>> Start Material for this task

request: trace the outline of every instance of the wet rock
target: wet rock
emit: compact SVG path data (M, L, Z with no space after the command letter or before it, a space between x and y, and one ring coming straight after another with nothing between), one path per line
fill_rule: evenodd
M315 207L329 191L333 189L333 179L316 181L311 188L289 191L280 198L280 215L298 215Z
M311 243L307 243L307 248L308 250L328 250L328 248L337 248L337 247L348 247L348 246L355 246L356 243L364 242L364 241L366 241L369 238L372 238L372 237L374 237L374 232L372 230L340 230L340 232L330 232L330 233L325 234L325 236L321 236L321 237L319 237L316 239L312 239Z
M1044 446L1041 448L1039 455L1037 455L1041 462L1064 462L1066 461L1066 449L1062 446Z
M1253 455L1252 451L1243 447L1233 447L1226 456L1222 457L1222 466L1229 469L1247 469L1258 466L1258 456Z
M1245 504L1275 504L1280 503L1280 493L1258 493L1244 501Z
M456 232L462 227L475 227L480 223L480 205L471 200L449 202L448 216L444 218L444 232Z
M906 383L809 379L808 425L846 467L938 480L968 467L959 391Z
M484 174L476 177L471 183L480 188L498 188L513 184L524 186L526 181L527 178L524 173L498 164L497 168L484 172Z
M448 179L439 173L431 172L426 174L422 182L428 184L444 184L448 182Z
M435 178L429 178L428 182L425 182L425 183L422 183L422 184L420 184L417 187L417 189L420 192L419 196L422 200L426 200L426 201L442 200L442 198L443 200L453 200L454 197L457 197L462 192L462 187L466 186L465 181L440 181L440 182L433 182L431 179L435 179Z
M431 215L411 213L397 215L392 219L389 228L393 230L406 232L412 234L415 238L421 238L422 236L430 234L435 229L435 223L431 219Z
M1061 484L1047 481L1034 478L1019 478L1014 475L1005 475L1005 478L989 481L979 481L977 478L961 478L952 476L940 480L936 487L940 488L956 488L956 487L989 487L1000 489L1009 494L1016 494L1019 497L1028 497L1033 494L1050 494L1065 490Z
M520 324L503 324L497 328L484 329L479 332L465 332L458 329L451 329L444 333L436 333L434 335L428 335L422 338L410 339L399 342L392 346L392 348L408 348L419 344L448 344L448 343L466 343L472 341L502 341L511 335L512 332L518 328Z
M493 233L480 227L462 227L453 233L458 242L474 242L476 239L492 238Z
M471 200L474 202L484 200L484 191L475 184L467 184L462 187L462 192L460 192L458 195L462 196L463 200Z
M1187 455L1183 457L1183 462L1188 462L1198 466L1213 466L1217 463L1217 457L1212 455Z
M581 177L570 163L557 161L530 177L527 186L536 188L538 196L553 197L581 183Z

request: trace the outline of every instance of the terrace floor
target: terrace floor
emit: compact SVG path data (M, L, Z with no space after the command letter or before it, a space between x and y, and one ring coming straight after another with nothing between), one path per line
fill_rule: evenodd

>> End Material for this task

What to do
Render the data from the line containing "request: trace the outline of every instance of the terrace" through the end of the data, both ends included, as a Markdown table with the columns Row and Data line, numbering each row and leaving out blank lines.

Solution to the exercise
| Row | Data line |
|---|---|
| 1 | request: trace the outline of every instance of the terrace floor |
| 2 | target: terrace floor |
| 3 | emit: compact SVG path data (M, L, Z with no space after the command letter or before it, a space between x and y, and one ring coming straight after another with nothing between), one path per line |
| 4 | fill_rule: evenodd |